◆ To do
Write the records out once more, exactly as they are given.

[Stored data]
========================
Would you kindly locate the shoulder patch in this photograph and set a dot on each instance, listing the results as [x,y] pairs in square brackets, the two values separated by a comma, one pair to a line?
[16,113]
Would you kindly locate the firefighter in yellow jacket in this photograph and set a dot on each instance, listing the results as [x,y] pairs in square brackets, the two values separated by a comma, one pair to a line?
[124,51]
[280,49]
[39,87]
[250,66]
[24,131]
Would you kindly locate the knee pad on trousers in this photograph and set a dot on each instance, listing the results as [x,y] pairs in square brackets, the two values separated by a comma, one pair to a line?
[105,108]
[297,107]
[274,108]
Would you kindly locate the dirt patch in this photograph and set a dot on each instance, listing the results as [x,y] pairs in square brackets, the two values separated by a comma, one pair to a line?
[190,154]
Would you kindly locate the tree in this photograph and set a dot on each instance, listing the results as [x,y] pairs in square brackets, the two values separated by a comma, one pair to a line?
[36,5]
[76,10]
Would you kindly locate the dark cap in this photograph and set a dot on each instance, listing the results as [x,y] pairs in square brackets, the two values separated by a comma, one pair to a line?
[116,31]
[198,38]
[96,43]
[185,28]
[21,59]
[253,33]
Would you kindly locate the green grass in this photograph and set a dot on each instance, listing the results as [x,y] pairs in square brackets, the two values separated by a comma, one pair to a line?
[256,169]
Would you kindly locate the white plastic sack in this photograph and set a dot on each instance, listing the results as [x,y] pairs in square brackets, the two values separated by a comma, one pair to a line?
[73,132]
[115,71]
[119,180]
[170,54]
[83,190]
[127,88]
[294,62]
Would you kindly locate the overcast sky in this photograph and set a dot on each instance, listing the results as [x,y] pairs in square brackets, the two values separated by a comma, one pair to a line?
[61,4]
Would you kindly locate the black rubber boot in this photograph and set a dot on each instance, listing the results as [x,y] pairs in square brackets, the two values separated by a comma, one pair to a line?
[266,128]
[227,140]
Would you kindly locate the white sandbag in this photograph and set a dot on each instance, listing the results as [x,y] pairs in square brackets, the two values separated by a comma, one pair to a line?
========================
◆ Solution to this exercise
Would you kindly locate the shoulder patch in this photograph and set a dot on each instance, listing the results as [x,y] pairs in square brackets, the two values separated by a comma, one pair to a line?
[16,113]
Would you kindly locate the firefighter in yellow jacket in this photograph and set a dot on each instance, listing the results as [x,y] pairs in square brackets, the two values separated by a comma, one pair to a line?
[124,51]
[280,49]
[39,87]
[250,66]
[24,131]
Would you kindly locate the knee pad on trousers in this photograph and set a dot on each instance, listing the results as [x,y] pairs in square brackets, the two values separated by a comma, one pair to a line?
[105,108]
[297,107]
[274,108]
Would you kindly locate the dirt patch in this photograph and set a dot on each instance, listing the results as [x,y] pairs in square brackets, the two values separated by a comma, one pair to a line?
[190,154]
Would you kindly locate the tree in this photograph and set a dot on each instance, listing the results as [x,y] pairs in square brackets, the two values separated by a comma, one pair to a line?
[36,5]
[76,10]
Would you kindly locate the dark cap in this photograph and set a dot on each instance, listing the results as [x,y] pairs in square brackets, the two values separated by a comma, one pair to a line?
[116,31]
[198,38]
[96,43]
[185,28]
[21,59]
[253,33]
Would you kindly locate the green grass in this photograph and set a dot on each instance, listing the results as [x,y] pairs in square brackets, the two values separated by a comma, one pair to a line?
[256,169]
Would you kindly locate the white plastic sack in this photograph and set a dot on each instance, listing the results as [x,y] pairs in square brackets, the two values separated by a comma, one pair to a line?
[73,132]
[115,71]
[119,180]
[170,54]
[83,190]
[127,88]
[294,62]
Would you kindly locate the overcast sky in this photograph and set a dot on each instance, listing the results as [x,y] pairs in square brackets, the two values separated by a comma, one pair to a line?
[61,4]
Would you kindly locate the black rubber boot in this photograph and set a dot on each instance, listing the results as [x,y] pairs in square brackets, the two values separated by a comma, one pair to a line?
[266,128]
[227,140]
Would you kindly locate the white sandbag in this photograph and set a dot on each instance, listing the results as [x,y] pairs in square brackets, the two values separated by a comma, one pair to a line?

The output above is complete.